WORK INSTRUCTIONS:
- 1) In the GKE machine type lab text, how long does provisioning the cluster take?
- 2) Please continue the GKE machine type lab text from the point where it stops.

TEXT PASSAGE:
begin

7.  Click through the subsequent pages:
    
    *   Accept the terms and conditions.
        
    *   Do not add recovery options or two-factor authentication (because this is a temporary account).
        
    *   Do not sign up for free trials.
        

After a few moments, the Google Cloud console opens in this tab.

**Note:** To view a menu with a list of Google Cloud products and services, click the **Navigation menu** at the top-left.

![Navigation menu icon](https://cdn.qwiklabs.com/nUxFb6oRFr435O3t6V7WYJAjeDFcrFb16G9wHWp5BzU%3D align="left")

This lab generates a small cluster you will use. The provisioning of the cluster takes about 2-5 minutes.

If you've pressed the **Start Lab** button and see a blue `resources being provisioned` message with a loading circle, your cluster is still being created.

You can begin reading the next instructions and explanations while you wait, but any shell commands won't work until your resources are done provisioning.

## **Task 1. Understanding Node machine types**

### General overview

A machine type is a set of virtualized hardware resources available to a virtual machine (VM) instance, including the system memory size, virtual CPU (vCPU) count, and persistent disk limits. Machine types are grouped and curated by families for different workloads.

When choosing a machine type for your node pool, the general purpose machine type family typically offers the best price-performance ratio for a variety of workloads. The general purpose machine types consist of the N-series and E2-series:

![A list of machine types, including E2, N2, N2D, and N1, along with their specifications such as memory and vCPUs.](https://cdn.qwiklabs.com/IRq8XomXlGBHG0Ohat3Q5fN2FGmPoPDp2nmdBrlKQBg%3D align="left")

The differences between the machine types might help your app and they might not. In general, E2s have similar performance to N1s but are optimized for cost. Usually, utilizing the E2 machine type alone can help save on costs.

However, with a cluster, it's most important that the resources utilized are optimized based on your application’s needs. For bigger applications or deployments that need to scale heavily, it can be cheaper to stack your workloads on a few optimized machines rather than spreading them across many general purpose ones.

Understanding the details of your app is important for this decision making progress. If your app has specific requirements, you can make sure the machine type is shaped to fit the app.

In the following section, you will take a look at a demo app and migrate it to a node pool with a well-shaped machine type.

## **Task 2. Choosing the right machine type for the Hello app**

### Inspect the Hello demo cluster's requirements

On startup, your lab generated a **Hello Demo Cluster** with two E2 medium (2vCPU, 4GB memory) nodes. This cluster is deploying one replica of a simple web application called **Hello App**, a web server written in Go that responds to all requests with the message "Hello, World!".

1.  Once your lab has finished provisioning, in the **Cloud Console**, click on your **Navigation Menu** and then click on **Kubernetes Engine**.
    
2.  In the **Kubernetes Clusters** window, select your **hello-demo-cluster**.

end

Collection entries:

begin

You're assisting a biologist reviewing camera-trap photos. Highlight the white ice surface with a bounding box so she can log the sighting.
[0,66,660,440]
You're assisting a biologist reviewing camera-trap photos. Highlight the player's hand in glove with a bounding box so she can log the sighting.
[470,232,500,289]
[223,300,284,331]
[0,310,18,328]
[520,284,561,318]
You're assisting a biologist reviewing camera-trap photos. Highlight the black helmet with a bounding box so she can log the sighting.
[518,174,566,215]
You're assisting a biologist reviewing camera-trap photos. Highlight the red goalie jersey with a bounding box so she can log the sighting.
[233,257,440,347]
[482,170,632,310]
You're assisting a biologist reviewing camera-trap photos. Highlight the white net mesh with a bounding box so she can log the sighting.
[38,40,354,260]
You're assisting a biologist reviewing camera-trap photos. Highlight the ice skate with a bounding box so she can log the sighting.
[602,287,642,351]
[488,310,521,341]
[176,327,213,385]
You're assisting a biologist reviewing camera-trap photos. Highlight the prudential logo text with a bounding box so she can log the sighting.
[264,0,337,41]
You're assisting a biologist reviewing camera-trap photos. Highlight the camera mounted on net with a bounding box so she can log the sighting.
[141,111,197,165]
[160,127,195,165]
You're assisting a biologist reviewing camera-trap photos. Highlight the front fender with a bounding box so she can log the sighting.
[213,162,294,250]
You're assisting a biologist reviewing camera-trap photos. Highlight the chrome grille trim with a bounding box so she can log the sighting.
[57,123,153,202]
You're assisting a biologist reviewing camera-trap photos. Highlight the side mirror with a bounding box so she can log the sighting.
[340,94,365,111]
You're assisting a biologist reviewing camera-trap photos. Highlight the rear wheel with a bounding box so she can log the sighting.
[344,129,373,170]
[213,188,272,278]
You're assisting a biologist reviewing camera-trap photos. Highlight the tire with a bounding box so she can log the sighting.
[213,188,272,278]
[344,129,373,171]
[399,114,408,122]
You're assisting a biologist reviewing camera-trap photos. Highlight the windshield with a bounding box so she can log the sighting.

end

THE RESPONSES:
- 1) About 2-5 minutes.

- 2)
3.  In the following window, select the **Nodes** tab:
    

![The Nodes tab highlighted within the hello-demo-cluster.](https://cdn.qwiklabs.com/z6lb4OjjpGND%2BJS5XigSNEE8Wjy8yJr89BZxg%2F6BfRE%3D align="left")

You should now see a list of your cluster's nodes:

![A list of nodes, along with their specifications, such as status, CPU requests, and namespace.](https://cdn.qwiklabs.com/%2Fvyb9Fw%2BfEw2Jy6WoDLrJDV76pszuxveTTMin5bXP0w%3D align="left")

Observe how GKE has utilized the resources of your cluster. You can see how much cpu and memory is being requested by each node as well as how much your nodes could potentially allocate.

4.  Click on the first node of your cluster.
    

Look at the **Pods** section. You should see your `hello-server` pod in the `default` namespace. If you don't see a `hello-server` pod, go back and select the second node of your cluster instead.

You'll notice the `hello-server` pod is requesting 400 mcpu. You should also see a handful of other `kube-system` pods running. These are loaded to help enable GKE's cluster services, like monitoring.

![Several pods listed in the Pods section along with their statuses set to Running.](https://cdn.qwiklabs.com/9ZEVrgGaoMBT7%2F2qnkC7%2FpAUaEHTRFlqjZqYz6MbaQc%3D align="left")

5.  Press the **Back** button to return to the previous **Nodes** page.
    

Already, you'll notice that it takes two E2-medium nodes to run one replica of your `Hello-App` along with the essential `kube-system` services. Also, while you're using most of the cluster's cpu resources, you're only using about 1/3rd of its allocatable memory.

If the workload for this app were completely static, you could create a machine type with a custom fitted shape that has the exact amount of cpu and memory needed. By doing this, you would consequently save costs on your overall cluster infrastructure.

However, GKE clusters often run multiple workloads and those workloads will typically need to be scaled up and down.

What would happen if the Hello App were to be scaled up?

### Activate Cloud Shell

Cloud Shell is a virtual machine that is loaded with development tools. It offers a persistent 5GB home directory and runs on the Google Cloud. Cloud Shell provides command-line access to your Google Cloud resources.

1.  Click **Activate Cloud Shell**
    
    ![Activate Cloud Shell icon](https://cdn.qwiklabs.com/ep8HmqYGdD%2FkUncAAYpV47OYoHwC8%2Bg0WK%2F8sidHquE%3D align="left")
    
    at the top of the Google Cloud console.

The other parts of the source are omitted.